[start of Passage to read]
Hi
I think it is time for this to move to a Wiki page, since coherence
gets lost in long email threads.
I've created http://wiki.eclipse.org/MDT/OCL/Plugins_and_Features to
capture a possible evolution of feature and plugin names.
I've realized that the Core/Tools names can be misleading, so I've
endeavoured to downplay them.
Names such as +1 and +3 are much clearer since they make it clear
that what is in the +1 build is determined by other projects on the
Simultaneous Release train.
Once promoted, the IA doesn't have to go in the +1 build, since it
is only used by GMF Tooling at +3 'today'. However it can go at +1
and it makes it easier for a +3 project to have fewer +3
dependencies. This is nothing to do with whether IA is Core or a
Tool.
The same rationale makes promotion of the Xtext editors more
interesting. Symmetry suggests that the Pivot model be at +1 with
parsing capabilities. The Xtext parser is at +2. Yet another reason
for having an Xtext-derived LPG parser that can be at +1.
[end of Passage to read]
- [Tasks for this exercise]:
1) In the message about OCL plugin and feature names, at which build level is the Xtext parser?
2) List every build level that the message about OCL plugin and feature names mentions.
3) Carry on the message about OCL plugin and feature names from its final sentence.
[start of Given data]
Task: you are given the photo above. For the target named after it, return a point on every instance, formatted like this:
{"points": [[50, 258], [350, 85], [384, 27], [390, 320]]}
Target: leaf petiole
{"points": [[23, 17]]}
[end of Given data]
- [The responses]:
1) +2

2) +1, +2, +3

3)
Attached is my summary of possible plugin names. It is certainly
possible to add "tools." to some subcomponents. If it always as
"org.eclipse.ocl.tools.", I'm not that worried, it just seems
redundant. But Adolfo, I think you were adding "tools." in different
places for different purposes. I would expect to add ".tools" to the
IA too, so there would then be a 'tool' in the 'Core' build.
If you print the summary out and start to draw rectangles around
current features, it is clear that we have a ridiculous number of
features for a small part of the project. I've thinned them quite
brutally in the Wiki, but providing an SDK for each subcomponent
ends up with a lot of features again. Perhaps only an overall SDK.
Regards
Ed
On 07/02/2012 11:08, Adolfo Sánchez-Barbudo Herrera wrote:
Hi Ed,
El 06/02/2012 20:05, Ed Willink escribió:
Hi Adolfo
At least we have got an agreement, the current
impact analyzer should be promoted to org.eclipse.ocl.ecore :)
I do not know what you mean, so I cannot be in agreement.
I don't see the Impact Analyzer as part of the
org.eclipse.ocl.ecore plugin; we must not add so much code to
existing functionality.
I don't see the Impact Analyzer as part of the
org.eclipse.ocl.ecore feature; we must not add so much code to
existing functionality.
I do see the Impact Analyzer as part of the Core build.
I see promotion as dependent on a satisfactory review, so I do
not yet agree that the current Impact Analyzer should be
promoted.
I also see promotion as dependent on a decision on namespace
issues.
I should have said "promoted under org.eclipse.ocl.ecore"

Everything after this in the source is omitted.